### EXERCISE DIRECTIONS
Copy the following data line for line, with no changes.
[Begin]
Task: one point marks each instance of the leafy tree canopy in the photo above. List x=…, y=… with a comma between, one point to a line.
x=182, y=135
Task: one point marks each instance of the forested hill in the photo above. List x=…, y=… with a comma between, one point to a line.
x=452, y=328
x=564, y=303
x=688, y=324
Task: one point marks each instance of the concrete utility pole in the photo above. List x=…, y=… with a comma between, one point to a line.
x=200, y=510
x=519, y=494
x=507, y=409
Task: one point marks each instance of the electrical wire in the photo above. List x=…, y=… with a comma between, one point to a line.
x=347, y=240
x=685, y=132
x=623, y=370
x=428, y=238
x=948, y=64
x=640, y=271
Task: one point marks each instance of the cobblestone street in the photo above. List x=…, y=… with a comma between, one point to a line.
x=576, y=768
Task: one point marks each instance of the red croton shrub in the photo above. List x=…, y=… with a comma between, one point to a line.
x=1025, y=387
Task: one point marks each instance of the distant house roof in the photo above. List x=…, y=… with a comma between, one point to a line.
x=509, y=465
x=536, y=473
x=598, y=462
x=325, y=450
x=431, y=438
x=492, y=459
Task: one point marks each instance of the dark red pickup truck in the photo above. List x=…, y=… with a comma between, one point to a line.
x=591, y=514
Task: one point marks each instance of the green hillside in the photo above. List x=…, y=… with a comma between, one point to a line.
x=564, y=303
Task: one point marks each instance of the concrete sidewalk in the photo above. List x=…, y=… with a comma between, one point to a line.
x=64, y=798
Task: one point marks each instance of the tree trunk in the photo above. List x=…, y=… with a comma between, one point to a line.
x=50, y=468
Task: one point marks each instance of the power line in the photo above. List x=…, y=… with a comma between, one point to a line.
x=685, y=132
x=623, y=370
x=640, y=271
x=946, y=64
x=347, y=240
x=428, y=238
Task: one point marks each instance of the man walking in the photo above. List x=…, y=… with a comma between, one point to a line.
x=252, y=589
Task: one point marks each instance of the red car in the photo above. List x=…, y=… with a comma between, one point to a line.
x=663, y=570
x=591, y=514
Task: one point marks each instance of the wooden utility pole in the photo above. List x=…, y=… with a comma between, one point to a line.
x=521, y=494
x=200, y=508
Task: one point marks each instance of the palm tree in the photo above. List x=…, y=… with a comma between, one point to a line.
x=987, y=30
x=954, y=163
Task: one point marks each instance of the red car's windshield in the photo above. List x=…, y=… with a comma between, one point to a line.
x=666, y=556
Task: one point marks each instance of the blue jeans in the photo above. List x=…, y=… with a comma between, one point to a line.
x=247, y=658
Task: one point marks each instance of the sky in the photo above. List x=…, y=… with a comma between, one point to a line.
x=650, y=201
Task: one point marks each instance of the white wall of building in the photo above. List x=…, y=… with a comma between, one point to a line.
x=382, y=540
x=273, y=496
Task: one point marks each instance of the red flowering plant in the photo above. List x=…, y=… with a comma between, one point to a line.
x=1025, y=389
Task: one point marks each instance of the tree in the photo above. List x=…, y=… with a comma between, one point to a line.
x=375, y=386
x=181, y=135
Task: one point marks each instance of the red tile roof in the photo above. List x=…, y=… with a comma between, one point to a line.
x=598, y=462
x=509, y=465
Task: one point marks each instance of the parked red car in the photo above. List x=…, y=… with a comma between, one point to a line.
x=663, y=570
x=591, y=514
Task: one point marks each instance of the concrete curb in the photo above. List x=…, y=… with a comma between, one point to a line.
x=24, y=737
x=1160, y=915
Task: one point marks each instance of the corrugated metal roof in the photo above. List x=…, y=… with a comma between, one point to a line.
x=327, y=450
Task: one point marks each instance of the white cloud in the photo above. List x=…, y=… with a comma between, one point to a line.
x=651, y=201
[End]
### FULL OUTPUT
Task: one point marks each instance of the leafy tree canopy in the photo above. List x=…, y=… with a comma between, one point to a line.
x=182, y=135
Task: one point marks each instance of the forested hill in the photo above. List x=…, y=… with a comma between, one point to a line.
x=452, y=328
x=564, y=303
x=688, y=324
Task: one point marks each instance of the concrete utility pole in the photo above. List x=…, y=… with a comma between, one point to a line.
x=200, y=510
x=519, y=494
x=507, y=409
Task: one point marks each instance of the electrical wire in the photo above. List x=…, y=… with a comma between, one point to a line.
x=347, y=240
x=685, y=132
x=623, y=370
x=428, y=238
x=948, y=64
x=640, y=271
Task: one point marks each instance of the cobblestone street in the photo above. List x=…, y=… with a comma between, one point to a line.
x=576, y=768
Task: one point marks each instance of the red croton shrub in the photo above. List x=…, y=… with a comma between, one point to a line.
x=1025, y=387
Task: one point marks each instance of the distant house roof in the photo above. List x=…, y=… with a comma between, one point to a line.
x=509, y=465
x=536, y=473
x=598, y=462
x=325, y=450
x=431, y=438
x=492, y=459
Task: one point marks each instance of the dark red pickup truck in the photo above. List x=…, y=… with a comma between, one point to a line.
x=591, y=514
Task: one point marks each instance of the green hillside in the photo above. List x=…, y=… with a comma between, one point to a line.
x=564, y=303
Task: one point marks each instance of the concrete sidewalk in the photo above. List x=…, y=… with a comma between, one point to a line.
x=64, y=798
Task: one point marks each instance of the tree trunk in the photo above. List x=…, y=… with a comma between, one point to a line.
x=50, y=468
Task: one point marks each instance of the power line in the photo above. List x=…, y=… with a comma between, one point to a line.
x=685, y=132
x=623, y=370
x=640, y=271
x=946, y=64
x=347, y=240
x=428, y=238
Task: one point marks each instance of the man walking in the photo above. List x=…, y=… with a comma between, one point to a line.
x=252, y=589
Task: one point marks each instance of the red car in the photo above. List x=…, y=… with a comma between, one point to a line.
x=663, y=570
x=591, y=514
Task: one point marks each instance of the wooden utility pole in the photo above. List x=…, y=… with a comma between, one point to a line.
x=521, y=494
x=200, y=508
Task: one point marks each instance of the palm tree in the photo above. List x=…, y=… with a comma between, one point to a line.
x=987, y=30
x=954, y=163
Task: one point marks each instance of the red car's windshield in the photo above. List x=…, y=… with a comma between, one point to a line.
x=666, y=556
Task: one point marks each instance of the blue jeans in the photo above. List x=…, y=… with a comma between, one point to a line.
x=247, y=658
Task: one point marks each instance of the sky in the photo above. List x=…, y=… with a comma between, one point to a line.
x=650, y=201
Task: one point marks each instance of the white wall of building in the photo above. List x=…, y=… with a comma between, one point to a line.
x=382, y=540
x=273, y=496
Task: one point marks each instance of the red flowering plant in the photo above. List x=…, y=… with a comma between, one point to a line.
x=1025, y=389
Task: one point marks each instance of the tree in the photo above. List x=…, y=… with a comma between, one point to a line.
x=375, y=386
x=181, y=135
Task: one point marks each instance of the red tile roof in the photo above. List x=…, y=… with a comma between, one point to a line.
x=598, y=462
x=509, y=465
Task: one point marks each instance of the parked red car in the photo above. List x=…, y=… with a comma between, one point to a line.
x=663, y=570
x=591, y=514
Task: one point marks each instance of the concrete curb in the photo above. List x=…, y=… with a comma between, one point to a line.
x=24, y=737
x=1160, y=915
Task: one point marks each instance of the corrugated metal roof in the photo above. List x=…, y=… with a comma between, one point to a line.
x=327, y=450
Task: one point marks each instance of the white cloud in the photo above. List x=…, y=… with a comma between, one point to a line.
x=651, y=201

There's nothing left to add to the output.